WHAT TO DO: Render every line of the items below as a Markdown table with the columns "No." and "Text": one row per line, numbered in order, with blank lines and any pictures left out.

[Data source records]
▼▼▼

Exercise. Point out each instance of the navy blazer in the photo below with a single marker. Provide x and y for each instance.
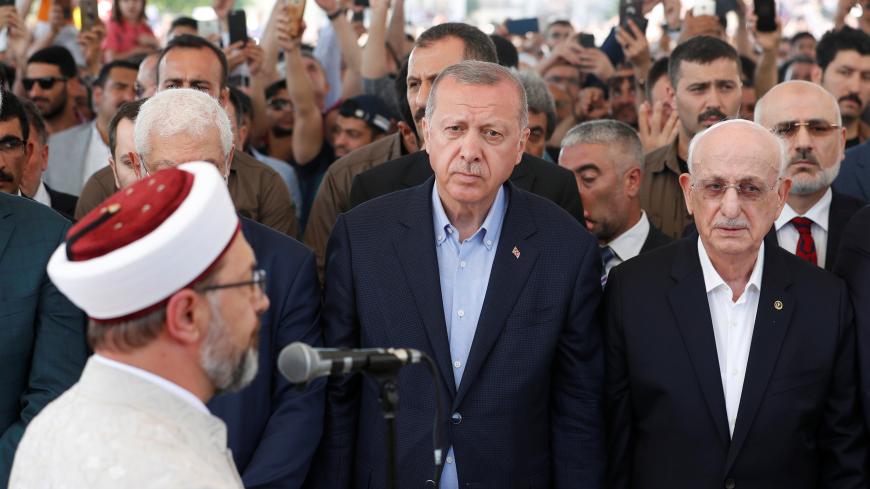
(42, 334)
(797, 426)
(853, 265)
(273, 429)
(854, 177)
(528, 412)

▲▲▲

CORRECT RESULT:
| No. | Text |
|---|---|
| 1 | Exercise. Point out each instance of the navy blazer in the photo below with a single marker. Provide x and y for each instance. |
| 2 | (42, 334) |
| 3 | (797, 426) |
| 4 | (853, 265) |
| 5 | (273, 429) |
| 6 | (854, 177) |
| 7 | (528, 412) |